## Your objective
Each entry must appear again exactly as it does in the source.

───── Available records ─────

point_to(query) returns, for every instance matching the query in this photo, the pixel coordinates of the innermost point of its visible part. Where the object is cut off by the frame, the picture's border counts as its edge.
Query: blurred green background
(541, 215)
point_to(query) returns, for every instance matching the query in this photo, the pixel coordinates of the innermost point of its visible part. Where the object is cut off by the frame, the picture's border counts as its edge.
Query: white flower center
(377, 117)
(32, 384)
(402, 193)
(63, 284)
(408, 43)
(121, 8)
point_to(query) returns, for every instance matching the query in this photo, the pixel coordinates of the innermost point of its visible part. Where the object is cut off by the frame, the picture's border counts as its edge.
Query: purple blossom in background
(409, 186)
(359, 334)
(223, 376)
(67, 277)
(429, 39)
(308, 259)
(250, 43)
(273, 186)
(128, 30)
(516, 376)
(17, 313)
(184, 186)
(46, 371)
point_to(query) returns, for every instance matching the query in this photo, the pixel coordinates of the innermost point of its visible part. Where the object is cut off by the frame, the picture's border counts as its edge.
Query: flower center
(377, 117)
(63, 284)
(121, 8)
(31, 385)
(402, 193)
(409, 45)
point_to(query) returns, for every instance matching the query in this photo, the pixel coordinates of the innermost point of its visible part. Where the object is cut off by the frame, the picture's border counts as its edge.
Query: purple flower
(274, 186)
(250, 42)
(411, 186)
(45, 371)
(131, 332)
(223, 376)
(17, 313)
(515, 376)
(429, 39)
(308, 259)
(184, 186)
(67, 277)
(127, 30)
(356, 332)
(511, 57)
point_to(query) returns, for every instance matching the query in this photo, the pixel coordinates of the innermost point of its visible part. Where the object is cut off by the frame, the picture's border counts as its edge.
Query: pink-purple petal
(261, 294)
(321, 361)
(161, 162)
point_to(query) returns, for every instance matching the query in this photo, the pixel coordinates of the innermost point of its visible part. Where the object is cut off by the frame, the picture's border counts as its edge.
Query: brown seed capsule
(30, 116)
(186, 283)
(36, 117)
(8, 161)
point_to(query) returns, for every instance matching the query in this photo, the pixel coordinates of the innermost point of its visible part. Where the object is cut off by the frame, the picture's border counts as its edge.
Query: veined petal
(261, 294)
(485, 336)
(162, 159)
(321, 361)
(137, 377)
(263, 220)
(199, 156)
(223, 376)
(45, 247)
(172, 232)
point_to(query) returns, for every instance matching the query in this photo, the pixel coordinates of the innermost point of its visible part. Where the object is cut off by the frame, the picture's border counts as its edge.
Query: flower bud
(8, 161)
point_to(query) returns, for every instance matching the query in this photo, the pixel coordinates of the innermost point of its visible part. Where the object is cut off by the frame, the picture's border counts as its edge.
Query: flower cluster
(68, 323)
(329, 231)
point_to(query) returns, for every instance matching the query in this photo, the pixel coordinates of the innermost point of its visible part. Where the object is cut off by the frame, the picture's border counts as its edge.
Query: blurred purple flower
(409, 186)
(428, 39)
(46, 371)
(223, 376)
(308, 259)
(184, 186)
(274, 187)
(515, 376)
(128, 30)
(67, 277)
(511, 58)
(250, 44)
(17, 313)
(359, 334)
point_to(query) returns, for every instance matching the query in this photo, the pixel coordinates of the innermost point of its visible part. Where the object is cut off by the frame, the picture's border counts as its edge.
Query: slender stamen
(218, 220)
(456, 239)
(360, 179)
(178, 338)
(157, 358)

─────

## The response
point_to(query) returns, for every instance matching the query in this photo, the pixel coordinates of the innermost point of its visible part. Where the object is cut off by the frame, the picture's border counts as its edge.
Query: blurred green background
(541, 215)
point_to(query) returns, for every instance matching the query in this photo, the pixel coordinates of the innermost point of its visible part. Where the object is cut off by the frame, the picture's border counts as its edge.
Query: white flower center
(377, 117)
(32, 384)
(402, 193)
(63, 284)
(408, 43)
(121, 8)
point_to(query) returns, for every instance matching the query in this photo, the pixel coordinates of the innermost point of its visible part. Where the object is cut off by the frame, the picture's border counts as its edge.
Query: purple blossom in background
(409, 186)
(359, 334)
(223, 376)
(67, 277)
(429, 39)
(308, 259)
(250, 43)
(273, 186)
(128, 30)
(516, 376)
(17, 313)
(184, 186)
(46, 371)
point_to(query) returns, for every instance matching the query in this photo, the pixel coordinates of the innermost point of its visible part. Where the object is cut off by the frame, the picture's border counts as its edge.
Query: flower center
(377, 117)
(63, 284)
(121, 8)
(31, 385)
(402, 193)
(409, 45)
point_to(query) returns, for every instance matching the query in this photo, the pixel coordinates of the innermost point of its visible part. Where the object is cut off by the frame, the picture's border counts as its edge.
Query: purple flower
(274, 186)
(250, 42)
(411, 186)
(45, 371)
(131, 332)
(223, 376)
(17, 313)
(515, 376)
(429, 39)
(308, 259)
(184, 186)
(67, 277)
(127, 30)
(356, 332)
(511, 57)
point_to(query) returns, for every instance matching the query in this photo, the pixel coordinates of the innermost point of its visible part. Where the object is cut off by the frame, the picture's border counts as its edge.
Query: pink-purple petal
(261, 294)
(321, 361)
(161, 162)
point_to(query) returns, for every instance matching the query in this photo, the pixel coordinates of the innermost point of its visible part. Where the object is cut off by the frame, the picture's border counts as its edge.
Query: brown seed capsule
(30, 116)
(186, 283)
(36, 117)
(8, 161)
point_to(query) returns, for every instance matching the query in this photo, the pixel coordinates of the innermost point of its visible part. Where the object is cut off by the frame, the picture's border counts as its edge.
Query: veined petal
(261, 294)
(485, 336)
(162, 159)
(321, 361)
(137, 377)
(263, 220)
(199, 156)
(223, 376)
(45, 247)
(172, 232)
point_to(query) returns, for every instance matching the query in this photo, the pixel coordinates of the innermost point of its visible part. Where the object is cut off by the frame, the picture's border counts as its edge.
Query: flower bud
(8, 161)
point_to(query) returns, for every instance matching the query in this photo, the pixel coordinates of the innermost point of its visible part. Where the object is cut off by the frame, the picture's border counts as its edge.
Query: flower cluster
(68, 323)
(329, 231)
point_to(query) returns, for every instance matching the query in this photo, the pixel coordinates of the innermost point of its visible part. Where the object is cut off by the frame, the picture's border counts as its edge.
Query: blurred purple flower
(409, 186)
(428, 39)
(46, 371)
(223, 376)
(308, 259)
(184, 186)
(274, 187)
(515, 376)
(128, 30)
(67, 277)
(511, 58)
(250, 44)
(17, 313)
(359, 334)
point_to(query) returns, for every instance matching the query in this photo, the pixel coordinates of the innermost point of its visible part. Where the object is cut off by the frame, the picture's border counts as its edge.
Query: slender stamen
(218, 220)
(456, 239)
(360, 179)
(178, 338)
(157, 358)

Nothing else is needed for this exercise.